Pull every line that includes the word "boot" out of the data below and copy it.
#### Exercise data ####
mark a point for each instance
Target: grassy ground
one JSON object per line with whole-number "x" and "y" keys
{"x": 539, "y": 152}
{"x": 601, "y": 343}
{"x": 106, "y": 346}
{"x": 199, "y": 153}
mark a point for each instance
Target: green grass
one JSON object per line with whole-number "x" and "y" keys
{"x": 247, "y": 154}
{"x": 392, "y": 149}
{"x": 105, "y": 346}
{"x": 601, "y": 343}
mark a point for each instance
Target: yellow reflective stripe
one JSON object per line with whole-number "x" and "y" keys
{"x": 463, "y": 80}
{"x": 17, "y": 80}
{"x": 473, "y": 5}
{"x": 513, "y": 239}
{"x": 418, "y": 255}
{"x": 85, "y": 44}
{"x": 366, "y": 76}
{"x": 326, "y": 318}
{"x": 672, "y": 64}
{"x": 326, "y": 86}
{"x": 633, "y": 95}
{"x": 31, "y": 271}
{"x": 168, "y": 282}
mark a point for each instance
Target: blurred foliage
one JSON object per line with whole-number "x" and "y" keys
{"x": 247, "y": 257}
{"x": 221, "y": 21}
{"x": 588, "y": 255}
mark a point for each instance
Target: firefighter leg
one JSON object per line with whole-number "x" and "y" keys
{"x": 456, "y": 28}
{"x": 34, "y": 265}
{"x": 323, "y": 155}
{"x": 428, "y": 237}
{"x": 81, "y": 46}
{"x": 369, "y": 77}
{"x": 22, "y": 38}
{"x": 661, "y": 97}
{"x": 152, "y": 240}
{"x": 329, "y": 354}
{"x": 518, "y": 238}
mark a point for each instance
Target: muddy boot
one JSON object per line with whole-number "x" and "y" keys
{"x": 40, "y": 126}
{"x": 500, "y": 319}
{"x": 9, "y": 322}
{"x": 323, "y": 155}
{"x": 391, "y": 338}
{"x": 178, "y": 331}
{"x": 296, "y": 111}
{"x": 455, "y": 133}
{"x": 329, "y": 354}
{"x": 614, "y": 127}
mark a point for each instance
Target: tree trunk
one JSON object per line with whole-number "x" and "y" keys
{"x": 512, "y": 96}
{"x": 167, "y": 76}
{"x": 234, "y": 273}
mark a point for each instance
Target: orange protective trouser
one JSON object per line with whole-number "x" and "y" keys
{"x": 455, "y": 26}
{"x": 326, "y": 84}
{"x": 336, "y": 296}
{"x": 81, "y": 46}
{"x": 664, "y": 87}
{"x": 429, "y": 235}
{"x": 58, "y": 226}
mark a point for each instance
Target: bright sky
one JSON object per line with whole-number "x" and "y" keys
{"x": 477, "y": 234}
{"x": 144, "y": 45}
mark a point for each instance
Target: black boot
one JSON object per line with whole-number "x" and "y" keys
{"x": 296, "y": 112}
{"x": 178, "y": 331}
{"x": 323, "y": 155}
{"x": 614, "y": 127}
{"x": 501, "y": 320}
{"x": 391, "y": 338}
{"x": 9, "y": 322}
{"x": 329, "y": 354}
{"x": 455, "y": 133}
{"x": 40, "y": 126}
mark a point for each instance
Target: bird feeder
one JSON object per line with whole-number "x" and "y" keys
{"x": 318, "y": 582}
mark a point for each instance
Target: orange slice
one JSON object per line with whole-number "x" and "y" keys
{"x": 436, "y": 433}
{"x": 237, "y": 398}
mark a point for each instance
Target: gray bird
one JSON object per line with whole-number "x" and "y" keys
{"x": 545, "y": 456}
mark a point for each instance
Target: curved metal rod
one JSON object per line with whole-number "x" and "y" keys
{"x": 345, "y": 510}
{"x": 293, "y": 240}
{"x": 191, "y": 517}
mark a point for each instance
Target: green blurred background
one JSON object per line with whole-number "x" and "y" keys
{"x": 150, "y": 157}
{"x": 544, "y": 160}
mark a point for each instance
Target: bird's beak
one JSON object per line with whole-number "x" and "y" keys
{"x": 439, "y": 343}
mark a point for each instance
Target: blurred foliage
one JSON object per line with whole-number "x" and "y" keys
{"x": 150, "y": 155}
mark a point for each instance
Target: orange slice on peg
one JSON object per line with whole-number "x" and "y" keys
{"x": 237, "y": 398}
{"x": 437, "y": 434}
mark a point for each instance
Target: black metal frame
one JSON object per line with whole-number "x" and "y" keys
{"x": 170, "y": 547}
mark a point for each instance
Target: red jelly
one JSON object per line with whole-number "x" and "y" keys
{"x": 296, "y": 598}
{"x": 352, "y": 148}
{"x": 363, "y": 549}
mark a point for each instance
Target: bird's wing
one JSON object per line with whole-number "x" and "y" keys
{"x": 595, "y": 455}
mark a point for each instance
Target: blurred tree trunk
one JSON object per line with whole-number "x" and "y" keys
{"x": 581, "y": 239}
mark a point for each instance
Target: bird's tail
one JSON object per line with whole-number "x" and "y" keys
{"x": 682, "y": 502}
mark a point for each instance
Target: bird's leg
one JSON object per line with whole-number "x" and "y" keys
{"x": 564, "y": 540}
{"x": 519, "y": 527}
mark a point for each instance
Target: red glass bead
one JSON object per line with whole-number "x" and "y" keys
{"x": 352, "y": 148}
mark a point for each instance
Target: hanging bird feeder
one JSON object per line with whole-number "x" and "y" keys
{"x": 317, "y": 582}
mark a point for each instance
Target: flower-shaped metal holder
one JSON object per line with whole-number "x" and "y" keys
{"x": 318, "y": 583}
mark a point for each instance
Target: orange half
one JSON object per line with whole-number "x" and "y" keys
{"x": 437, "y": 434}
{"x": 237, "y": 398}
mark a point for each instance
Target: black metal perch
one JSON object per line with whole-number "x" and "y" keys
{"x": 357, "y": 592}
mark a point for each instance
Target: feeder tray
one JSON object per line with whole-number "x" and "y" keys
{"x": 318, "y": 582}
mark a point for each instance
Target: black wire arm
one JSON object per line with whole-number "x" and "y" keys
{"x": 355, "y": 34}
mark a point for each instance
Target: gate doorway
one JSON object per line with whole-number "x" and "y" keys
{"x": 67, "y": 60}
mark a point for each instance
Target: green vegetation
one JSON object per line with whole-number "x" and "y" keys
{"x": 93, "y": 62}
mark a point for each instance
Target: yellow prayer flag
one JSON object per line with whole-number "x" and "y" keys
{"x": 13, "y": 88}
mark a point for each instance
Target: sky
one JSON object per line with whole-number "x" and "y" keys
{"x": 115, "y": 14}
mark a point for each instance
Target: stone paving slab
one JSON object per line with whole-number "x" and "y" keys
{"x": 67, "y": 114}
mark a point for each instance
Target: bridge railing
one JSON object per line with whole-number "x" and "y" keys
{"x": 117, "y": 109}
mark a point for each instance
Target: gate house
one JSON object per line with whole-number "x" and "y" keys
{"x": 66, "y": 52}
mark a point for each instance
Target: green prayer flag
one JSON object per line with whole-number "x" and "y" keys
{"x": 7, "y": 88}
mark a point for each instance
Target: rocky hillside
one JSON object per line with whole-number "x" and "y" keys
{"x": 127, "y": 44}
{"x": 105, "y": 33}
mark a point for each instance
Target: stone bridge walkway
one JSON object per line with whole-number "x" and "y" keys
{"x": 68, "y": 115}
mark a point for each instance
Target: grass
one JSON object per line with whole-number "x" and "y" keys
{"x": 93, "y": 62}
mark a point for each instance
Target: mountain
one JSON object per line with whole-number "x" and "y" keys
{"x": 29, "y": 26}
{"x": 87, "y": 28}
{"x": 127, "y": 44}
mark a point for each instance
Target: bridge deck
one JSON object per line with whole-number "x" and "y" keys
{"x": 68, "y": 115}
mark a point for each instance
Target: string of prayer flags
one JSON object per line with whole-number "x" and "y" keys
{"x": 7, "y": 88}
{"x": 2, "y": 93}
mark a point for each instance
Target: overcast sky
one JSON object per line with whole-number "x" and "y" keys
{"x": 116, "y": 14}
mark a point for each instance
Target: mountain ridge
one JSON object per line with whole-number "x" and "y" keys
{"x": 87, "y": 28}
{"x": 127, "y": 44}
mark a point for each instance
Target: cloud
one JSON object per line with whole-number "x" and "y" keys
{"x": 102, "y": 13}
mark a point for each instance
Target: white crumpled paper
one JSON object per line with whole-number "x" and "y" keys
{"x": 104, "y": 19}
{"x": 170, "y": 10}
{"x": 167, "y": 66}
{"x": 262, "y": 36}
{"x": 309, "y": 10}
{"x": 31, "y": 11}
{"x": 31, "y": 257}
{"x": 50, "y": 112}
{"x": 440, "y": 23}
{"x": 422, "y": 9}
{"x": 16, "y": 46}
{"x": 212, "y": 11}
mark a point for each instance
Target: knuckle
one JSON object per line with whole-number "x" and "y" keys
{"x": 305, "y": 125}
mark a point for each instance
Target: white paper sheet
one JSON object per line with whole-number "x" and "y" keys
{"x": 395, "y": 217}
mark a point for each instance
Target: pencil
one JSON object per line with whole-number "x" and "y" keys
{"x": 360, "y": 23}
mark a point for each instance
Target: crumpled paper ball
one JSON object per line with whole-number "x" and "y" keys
####
> _Answer to this exercise_
Target: muddy boot
Target: black boot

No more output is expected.